(Dataset entries)
-- -- --

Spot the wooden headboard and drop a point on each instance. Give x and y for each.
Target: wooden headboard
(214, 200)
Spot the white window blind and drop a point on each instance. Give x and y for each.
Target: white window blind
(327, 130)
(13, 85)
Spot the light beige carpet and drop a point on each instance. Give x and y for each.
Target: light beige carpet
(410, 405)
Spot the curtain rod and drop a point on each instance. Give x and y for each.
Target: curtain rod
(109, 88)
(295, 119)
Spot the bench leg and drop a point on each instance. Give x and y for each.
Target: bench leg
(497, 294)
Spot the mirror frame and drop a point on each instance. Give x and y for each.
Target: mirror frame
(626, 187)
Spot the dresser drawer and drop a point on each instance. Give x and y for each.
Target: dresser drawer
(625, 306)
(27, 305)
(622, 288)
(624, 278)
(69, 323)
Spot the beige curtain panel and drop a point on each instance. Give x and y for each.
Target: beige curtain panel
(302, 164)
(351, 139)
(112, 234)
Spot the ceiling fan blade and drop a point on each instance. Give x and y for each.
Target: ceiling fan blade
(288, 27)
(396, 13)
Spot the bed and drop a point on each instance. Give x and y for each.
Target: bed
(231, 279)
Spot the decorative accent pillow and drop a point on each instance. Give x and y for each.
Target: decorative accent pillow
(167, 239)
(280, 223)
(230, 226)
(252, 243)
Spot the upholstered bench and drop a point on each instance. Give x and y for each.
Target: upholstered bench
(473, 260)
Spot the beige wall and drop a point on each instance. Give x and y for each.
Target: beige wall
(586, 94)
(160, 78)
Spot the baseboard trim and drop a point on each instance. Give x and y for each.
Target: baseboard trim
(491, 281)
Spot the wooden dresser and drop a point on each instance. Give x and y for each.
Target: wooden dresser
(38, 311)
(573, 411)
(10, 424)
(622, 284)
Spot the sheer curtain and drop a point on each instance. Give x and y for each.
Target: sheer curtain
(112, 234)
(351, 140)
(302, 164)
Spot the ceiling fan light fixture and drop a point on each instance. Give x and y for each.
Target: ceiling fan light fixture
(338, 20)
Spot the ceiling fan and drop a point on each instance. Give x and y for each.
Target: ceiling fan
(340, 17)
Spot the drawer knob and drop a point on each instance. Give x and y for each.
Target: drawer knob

-- -- --

EXERCISE INSTRUCTIONS:
Search the data above for the string "knob". Report every line where it is found.

YOUR RESPONSE:
Spot the drawer knob and drop a point on each instance. Give x and y for each.
Target: drawer knob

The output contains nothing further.